Baptism gives us our “white robe” of sanctity which we stain with sin yet it is our hope to remain as Children of God by washing our robes in confession, in receiving the blood of the lamb in communion, and in living the beatitudes laid out by Jesus in the gospel.  If we fall short in this life in making ourselves pure then there is purgatory which Dante describes as where we go to wash our baptismal robes of remaining sin. 

Remember the three children of Fatima, Lucia, Jacinta and Francisco?  Lucia asks Our Lady if she will go to heaven and Our Lady says yes, then if Jacinta will go to heaven and Our Lady says yes again, finally she asks if Francisco will go to heaven and Our Lady says he will need to say a lot of rosaries, make sacrifices and do penance.  I am not sure if it has something to do with being a boy that we get ourselves into more trouble.  We all could follow Our Lady’s desire to get to heaven by praying more, making sacrifices and doing penance.  We don’t have to wait for Lent to offer some sacrifice for our sins and the sins of the world. 

When someone is sick, we often ask others to keep them in their prayers as we pray for them also.  Prayers give us hope and bring healing to the sick.  There have been studies in science where there are two groups of patients, one is being prayed for and the other receives just follow-up care.  The group that receives the intervention of prayer recovers better with less complications that the control group.  Pray, offer a sacrifice, and even an act of penance, the trifecta for God hears the cry of the poor. 

Last week’s gospel, Jesus gives us the two parts of the great commandment, the love of God united to the love of neighbor.  Today he lays out the attributes of the Children of God in the beatitudes.  “Blessed are the peacemakers, for they will be called children of God” says Jesus.  Who keeps the peace at home?  Is our home where we go to retreat from the world our taste of heaven on earth or are, we wanting to run away from home tired from yelling, arguing, and even fighting to be heard and understood?  Do we hear ourselves or others saying “my way or the highway” that is the highway to hell?  Our nerves scream “listen to me” and our hearts are saying love is patient, love is kind.  Love is not the easy road and neither are the Beatitudes because they represent an act of love but it is the road to sainthood.

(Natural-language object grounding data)
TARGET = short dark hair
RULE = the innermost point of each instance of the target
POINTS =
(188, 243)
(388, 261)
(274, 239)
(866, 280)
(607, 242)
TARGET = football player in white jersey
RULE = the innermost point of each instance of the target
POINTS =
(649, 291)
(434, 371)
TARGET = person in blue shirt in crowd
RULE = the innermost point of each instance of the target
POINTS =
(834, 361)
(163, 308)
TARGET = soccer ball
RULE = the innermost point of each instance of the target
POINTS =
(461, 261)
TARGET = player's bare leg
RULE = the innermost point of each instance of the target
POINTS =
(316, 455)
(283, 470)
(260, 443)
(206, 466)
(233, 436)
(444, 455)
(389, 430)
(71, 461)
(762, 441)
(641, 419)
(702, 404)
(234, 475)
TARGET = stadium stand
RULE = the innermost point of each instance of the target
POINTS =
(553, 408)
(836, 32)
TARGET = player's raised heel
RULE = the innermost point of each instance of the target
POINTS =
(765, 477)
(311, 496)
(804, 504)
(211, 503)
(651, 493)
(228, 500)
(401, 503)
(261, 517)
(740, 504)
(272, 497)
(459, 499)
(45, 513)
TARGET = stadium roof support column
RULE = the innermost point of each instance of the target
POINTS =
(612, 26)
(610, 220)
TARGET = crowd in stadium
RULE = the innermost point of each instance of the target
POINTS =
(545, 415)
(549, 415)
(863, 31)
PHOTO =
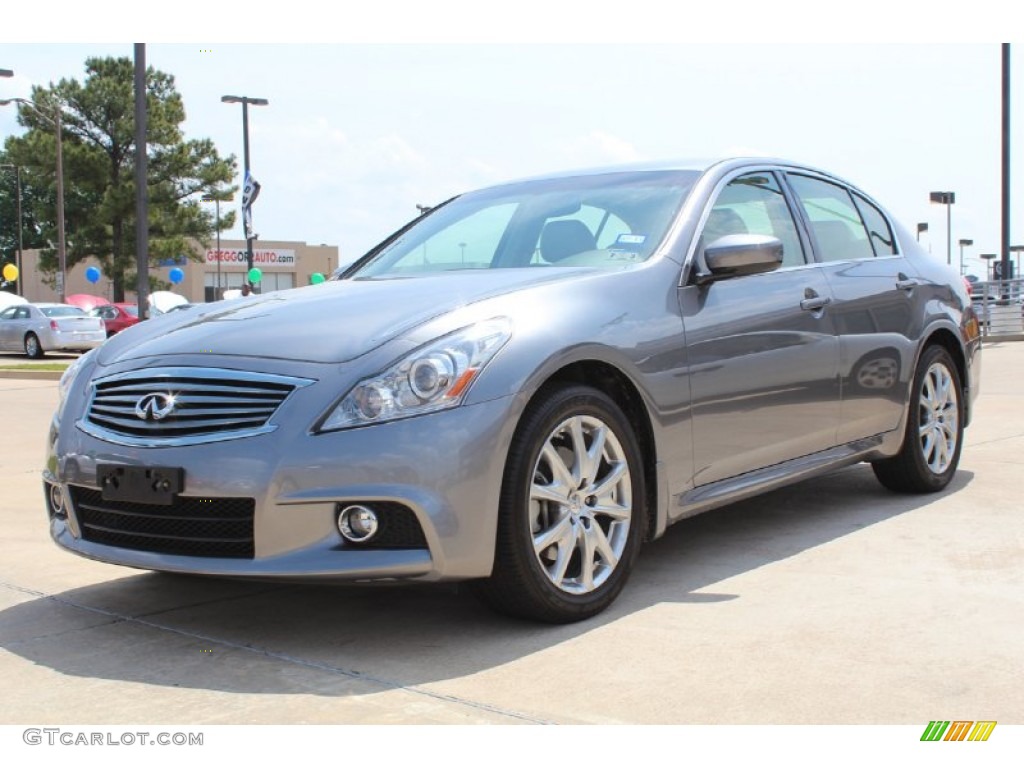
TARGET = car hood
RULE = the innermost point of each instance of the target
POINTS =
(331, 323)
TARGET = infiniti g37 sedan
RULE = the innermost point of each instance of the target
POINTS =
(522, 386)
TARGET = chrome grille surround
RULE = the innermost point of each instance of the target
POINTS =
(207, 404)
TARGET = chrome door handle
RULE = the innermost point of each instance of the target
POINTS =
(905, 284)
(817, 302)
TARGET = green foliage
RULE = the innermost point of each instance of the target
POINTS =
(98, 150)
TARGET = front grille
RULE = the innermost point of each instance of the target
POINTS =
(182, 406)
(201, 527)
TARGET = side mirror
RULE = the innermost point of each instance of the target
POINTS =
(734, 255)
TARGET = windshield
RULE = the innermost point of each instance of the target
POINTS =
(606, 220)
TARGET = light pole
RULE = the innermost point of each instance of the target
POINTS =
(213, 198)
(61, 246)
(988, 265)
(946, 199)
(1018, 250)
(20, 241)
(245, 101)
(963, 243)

* * *

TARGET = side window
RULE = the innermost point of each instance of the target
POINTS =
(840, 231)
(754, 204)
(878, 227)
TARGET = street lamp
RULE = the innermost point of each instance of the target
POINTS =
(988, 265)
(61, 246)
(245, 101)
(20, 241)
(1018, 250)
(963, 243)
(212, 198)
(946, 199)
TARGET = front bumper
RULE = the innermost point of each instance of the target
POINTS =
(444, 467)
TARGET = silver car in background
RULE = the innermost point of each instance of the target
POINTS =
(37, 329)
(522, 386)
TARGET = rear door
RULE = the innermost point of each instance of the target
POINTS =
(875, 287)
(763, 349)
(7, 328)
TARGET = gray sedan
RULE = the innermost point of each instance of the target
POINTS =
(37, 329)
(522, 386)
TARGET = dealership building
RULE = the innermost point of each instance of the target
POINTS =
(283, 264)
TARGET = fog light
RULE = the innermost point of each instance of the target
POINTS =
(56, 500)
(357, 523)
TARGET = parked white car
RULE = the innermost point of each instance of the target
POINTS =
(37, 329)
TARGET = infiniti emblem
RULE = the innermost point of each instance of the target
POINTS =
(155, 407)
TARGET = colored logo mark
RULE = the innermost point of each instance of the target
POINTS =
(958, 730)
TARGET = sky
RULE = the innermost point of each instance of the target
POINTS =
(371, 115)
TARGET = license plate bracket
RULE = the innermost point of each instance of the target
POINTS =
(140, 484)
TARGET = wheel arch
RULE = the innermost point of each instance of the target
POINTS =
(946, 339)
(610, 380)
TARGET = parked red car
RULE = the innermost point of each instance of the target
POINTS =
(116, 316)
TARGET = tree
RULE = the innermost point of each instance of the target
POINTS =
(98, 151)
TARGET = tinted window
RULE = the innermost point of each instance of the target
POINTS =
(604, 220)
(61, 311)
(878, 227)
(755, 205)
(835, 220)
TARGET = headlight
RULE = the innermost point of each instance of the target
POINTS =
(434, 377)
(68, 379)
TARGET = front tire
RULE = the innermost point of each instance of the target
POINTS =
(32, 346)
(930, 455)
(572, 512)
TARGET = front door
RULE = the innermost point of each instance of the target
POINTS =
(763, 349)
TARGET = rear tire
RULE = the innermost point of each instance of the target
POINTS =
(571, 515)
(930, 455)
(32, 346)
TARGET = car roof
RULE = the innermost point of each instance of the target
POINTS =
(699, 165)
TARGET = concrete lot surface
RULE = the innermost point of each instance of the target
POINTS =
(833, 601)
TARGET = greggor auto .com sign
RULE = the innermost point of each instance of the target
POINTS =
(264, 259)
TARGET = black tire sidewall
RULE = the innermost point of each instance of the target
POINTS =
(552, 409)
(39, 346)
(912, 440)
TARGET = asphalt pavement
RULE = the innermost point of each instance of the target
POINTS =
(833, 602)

§ PROBLEMS TO WORK ON:
(1) Based on the reflection on the Beatitudes, answer yes or no to each statement, and quote the words from the reflection that decide it. (a) Our Lady says Francisco will need to say a lot of rosaries. (b) We have to wait for Lent to offer a sacrifice for our sins. (c) Dante describes purgatory as the place where we wash our baptismal robes of remaining sin.
(2) Write out the stretch of the reflection on the Beatitudes from "Last week’s gospel, Jesus" through "road to sainthood.", switching "peacemakers" to "merciful".
(3) Pick up the reflection on the Beatitudes after its final sentence and continue it.

§ EXERCISE RESULTS:
(1)
(a) Yes: "finally she asks if Francisco will go to heaven and Our Lady says he will need to say a lot of rosaries, make sacrifices and do penance"
(b) No: "We don’t have to wait for Lent to offer some sacrifice for our sins and the sins of the world."
(c) Yes: "there is purgatory which Dante describes as where we go to wash our baptismal robes of remaining sin."

(2)
Last week’s gospel, Jesus gives us the two parts of the great commandment, the love of God united to the love of neighbor.  Today he lays out the attributes of the Children of God in the beatitudes.  “Blessed are the merciful, for they will be called children of God” says Jesus.  Who keeps the peace at home?  Is our home where we go to retreat from the world our taste of heaven on earth or are, we wanting to run away from home tired from yelling, arguing, and even fighting to be heard and understood?  Do we hear ourselves or others saying “my way or the highway” that is the highway to hell?  Our nerves scream “listen to me” and our hearts are saying love is patient, love is kind.  Love is not the easy road and neither are the Beatitudes because they represent an act of love but it is the road to sainthood.

(3)
This month a young schoolboy named Carlo Acutis became “Blessed Carlo Acutis” by the Church.  He is the first millennial to be one step away from canonization as a saint for all those millennials out there and there is a lot of you.  Born in 1991 he only lived to be 15.  He taught himself to be a computer programmer and developed a website for documenting Eucharistic Miracles and had a deep devotion to the Eucharist.  He claimed the Eucharist was his “highway to heaven”.  He was beatified October 10, 2020 in the Basilica of St. Francis Assisi in Italy.  He was considered a “computer geek” but he also was a normal kid who liked soccer and playing PlayStation.  He wanted to use the media to evangelize.  He will be the patron saint of computer programmers which is quickly becoming taught to kids, the next must have essential skill.  Think you can’t be a “normal kid” and a saint think again. 

Pope Francis’s exhortation Rejoice and Be Glad explores the meaning of the Beatitudes and we could call him the Pope of the Beatitudes for his focus on the blessed who are poor, meek, and merciful.  He reminds us that sanctity is a life for everyone to live right there where we are.   We are saints in the making.  How?  By living the commandments, the sacramental life of the church, and remaining in the presence of God through prayer.  Pray, pray, and pray more. 

Remember being a child or if you are a child or even as an adult yet a child at heart and wanting to go on those carnival rides that give us just the right amount of thrills and fear?  Our stomach turns and our heart races but the joy of living the ride makes us want to do it again. We are called to joy of living the ride of sanctity as children of God, don’t miss the opportunity to ride the “highway to heaven.” 

To end let us remember who remained on the highway to heaven from conception to her Assumption, our Blessed Mother Mary. She is a sign that with God all things are possible. Amen.